## Action item:
Whatever appears in the data below, copy it exactly.
━━ Provided records ━━
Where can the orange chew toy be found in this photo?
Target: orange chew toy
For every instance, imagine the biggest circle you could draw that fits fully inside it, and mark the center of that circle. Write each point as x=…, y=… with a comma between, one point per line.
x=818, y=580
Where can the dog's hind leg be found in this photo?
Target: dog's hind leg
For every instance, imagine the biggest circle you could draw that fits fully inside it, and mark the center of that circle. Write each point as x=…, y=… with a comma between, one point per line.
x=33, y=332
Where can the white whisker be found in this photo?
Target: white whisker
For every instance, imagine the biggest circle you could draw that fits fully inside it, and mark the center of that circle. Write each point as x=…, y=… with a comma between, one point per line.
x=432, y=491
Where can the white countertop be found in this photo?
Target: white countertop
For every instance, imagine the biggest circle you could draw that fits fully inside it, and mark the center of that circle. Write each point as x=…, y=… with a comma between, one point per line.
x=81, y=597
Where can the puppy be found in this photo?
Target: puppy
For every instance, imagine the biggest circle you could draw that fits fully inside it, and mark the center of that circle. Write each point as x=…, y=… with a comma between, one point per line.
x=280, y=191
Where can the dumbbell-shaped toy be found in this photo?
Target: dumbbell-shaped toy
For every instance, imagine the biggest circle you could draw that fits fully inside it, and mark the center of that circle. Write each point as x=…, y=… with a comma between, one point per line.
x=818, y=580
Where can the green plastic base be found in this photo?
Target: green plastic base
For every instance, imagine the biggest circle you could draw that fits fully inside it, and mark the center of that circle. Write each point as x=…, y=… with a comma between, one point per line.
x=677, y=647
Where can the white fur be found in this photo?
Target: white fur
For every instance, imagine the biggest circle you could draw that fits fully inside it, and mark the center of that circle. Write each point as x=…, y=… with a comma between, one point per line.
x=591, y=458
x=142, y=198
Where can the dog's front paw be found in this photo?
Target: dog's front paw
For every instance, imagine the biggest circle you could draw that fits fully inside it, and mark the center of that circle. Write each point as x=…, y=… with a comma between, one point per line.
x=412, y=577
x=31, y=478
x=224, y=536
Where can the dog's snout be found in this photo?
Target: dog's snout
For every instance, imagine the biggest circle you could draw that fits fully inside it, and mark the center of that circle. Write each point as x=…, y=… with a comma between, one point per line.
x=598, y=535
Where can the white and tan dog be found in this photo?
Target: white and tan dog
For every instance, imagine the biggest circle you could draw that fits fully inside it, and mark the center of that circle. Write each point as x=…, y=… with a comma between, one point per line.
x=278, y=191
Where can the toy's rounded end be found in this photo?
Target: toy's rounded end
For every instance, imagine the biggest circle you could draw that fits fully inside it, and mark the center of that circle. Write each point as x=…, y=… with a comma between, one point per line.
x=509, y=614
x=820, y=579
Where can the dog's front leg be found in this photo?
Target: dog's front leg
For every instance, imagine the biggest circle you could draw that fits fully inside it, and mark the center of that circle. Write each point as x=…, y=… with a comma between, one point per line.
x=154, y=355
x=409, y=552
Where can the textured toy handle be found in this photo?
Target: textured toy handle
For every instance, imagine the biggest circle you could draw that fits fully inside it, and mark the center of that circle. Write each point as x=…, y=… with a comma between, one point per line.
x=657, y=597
━━━
## Response box:
Where can the orange chew toy be found in this photo?
Target: orange chew toy
For every instance, imagine the biggest circle you could draw that fits fully inside it, and mark the center of that circle. Write each point as x=…, y=… with a comma between, one point per line.
x=818, y=580
Where can the dog's hind leg be found in this photo?
Target: dog's hind leg
For every instance, imagine the biggest circle you could draw that fits fully inside it, and mark the center of that circle. Write each point as x=…, y=… with a comma between, one point per line.
x=33, y=332
Where can the white whisker be found in this photo?
Target: white whisker
For every instance, imagine the biggest circle you could draw that fits fully inside it, and mark the center of that circle. Write each point as x=…, y=… with a comma between, one point per line.
x=432, y=491
Where can the white countertop be found in this photo?
Target: white countertop
For every instance, imagine the biggest circle you could draw that fits fully inside it, and mark the center of that circle. Write each point as x=…, y=… with a comma between, one point per line.
x=81, y=597
Where can the puppy be found in this photo?
Target: puppy
For every instance, imagine the biggest circle you could draw that fits fully inside it, and mark the center of that circle. Write each point as x=…, y=… with a comma between, one point per line.
x=280, y=191
Where can the dumbbell-shaped toy be found in this photo?
Target: dumbbell-shaped toy
For every instance, imagine the biggest circle you could draw that fits fully inside it, and mark the center of that circle. Write each point as x=…, y=… with a comma between, one point per line.
x=818, y=580
Where can the green plastic base be found in this photo?
Target: green plastic base
For every instance, imagine the biggest circle you could draw that fits fully inside it, and mark the center of that circle. Write each point as x=…, y=… with a comma between, one point per line.
x=677, y=647
Where can the white fur be found in this photo?
Target: white fur
For every instance, imagine the biggest circle you could draw that fits fully inside it, and mark the center of that circle. Write each point as x=…, y=… with a comma between, one point per line.
x=591, y=458
x=142, y=198
Where can the dog's front paw be found in this photo?
Target: dog's front paw
For every instance, imagine the biggest circle you could draw that fits fully inside it, and mark the center of that circle. Write each point as x=…, y=… with a comma between, one point per line.
x=412, y=577
x=31, y=478
x=224, y=536
Where can the dog's snout be found in this photo?
Target: dog's snout
For every instance, imagine the biggest circle you could draw that fits fully inside it, and mark the center of that circle. Write each point as x=…, y=… with a comma between, one point per line.
x=598, y=535
Where can the white and tan dog be found in this photo?
Target: white and tan dog
For every instance, imagine the biggest circle you could draw that fits fully inside it, and mark the center of that circle. Write each point as x=…, y=… with a comma between, one point per line.
x=278, y=191
Where can the toy's rounded end be found in this photo?
Target: toy's rounded end
For every instance, imagine the biggest circle you could draw that fits fully inside it, and mark the center of that circle. Write each point as x=…, y=… with a comma between, one point per line.
x=509, y=614
x=820, y=579
Where can the dog's front leg be found in this photo?
Target: dog's front leg
For every instance, imagine the biggest circle you could draw that fits fully inside it, and mark the center of that circle. Write each point as x=…, y=… with a comma between, one point per line.
x=154, y=355
x=409, y=552
Where can the textured toy handle be found in this photo?
Target: textured toy handle
For every instance, imagine the biggest circle you could draw that fits fully inside it, and mark the center of that circle. Write each point as x=…, y=… with a comma between, one point per line.
x=657, y=597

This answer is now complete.